→ **Task requirements**:
Please show every line of the data below that contains the word "white", copying each line in full. Case counts.

— Start Materials provided —

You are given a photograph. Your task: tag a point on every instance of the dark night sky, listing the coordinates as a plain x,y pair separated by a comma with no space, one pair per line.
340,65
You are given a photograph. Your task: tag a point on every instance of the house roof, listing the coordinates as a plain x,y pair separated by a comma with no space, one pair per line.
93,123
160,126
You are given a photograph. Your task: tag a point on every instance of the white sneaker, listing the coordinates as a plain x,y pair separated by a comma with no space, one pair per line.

— End Materials provided —
— Start Materials provided —

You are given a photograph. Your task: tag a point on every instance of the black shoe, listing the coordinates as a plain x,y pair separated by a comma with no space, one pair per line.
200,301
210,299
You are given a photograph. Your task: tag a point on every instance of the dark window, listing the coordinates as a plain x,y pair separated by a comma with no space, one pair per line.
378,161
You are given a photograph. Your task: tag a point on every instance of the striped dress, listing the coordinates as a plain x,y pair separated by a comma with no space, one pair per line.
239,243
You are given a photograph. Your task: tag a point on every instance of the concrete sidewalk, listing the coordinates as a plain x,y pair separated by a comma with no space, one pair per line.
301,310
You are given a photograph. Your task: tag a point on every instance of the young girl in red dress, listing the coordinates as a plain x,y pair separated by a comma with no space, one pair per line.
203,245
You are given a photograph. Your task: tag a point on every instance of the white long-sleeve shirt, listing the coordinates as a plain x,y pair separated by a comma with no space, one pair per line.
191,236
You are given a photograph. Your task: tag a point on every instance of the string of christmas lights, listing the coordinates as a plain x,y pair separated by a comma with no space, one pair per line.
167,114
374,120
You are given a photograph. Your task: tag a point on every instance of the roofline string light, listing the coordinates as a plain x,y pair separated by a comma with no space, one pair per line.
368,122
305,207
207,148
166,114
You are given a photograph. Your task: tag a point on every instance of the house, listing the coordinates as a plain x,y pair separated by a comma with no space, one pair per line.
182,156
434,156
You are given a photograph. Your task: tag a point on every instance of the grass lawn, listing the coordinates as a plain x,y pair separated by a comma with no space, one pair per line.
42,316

— End Materials provided —

→ **Worked solution**:
You are given a photograph. Your task: tag a point on every instance of the white sneaker, listing the coordinates as a plain x,y pair separated by a comma with no space, one pair per line.
You are given a photograph. Your task: tag a point on every instance of the white long-sleeve shirt, listing the coordinates as a plain x,y pair separated by a comma with no space, one pair per line.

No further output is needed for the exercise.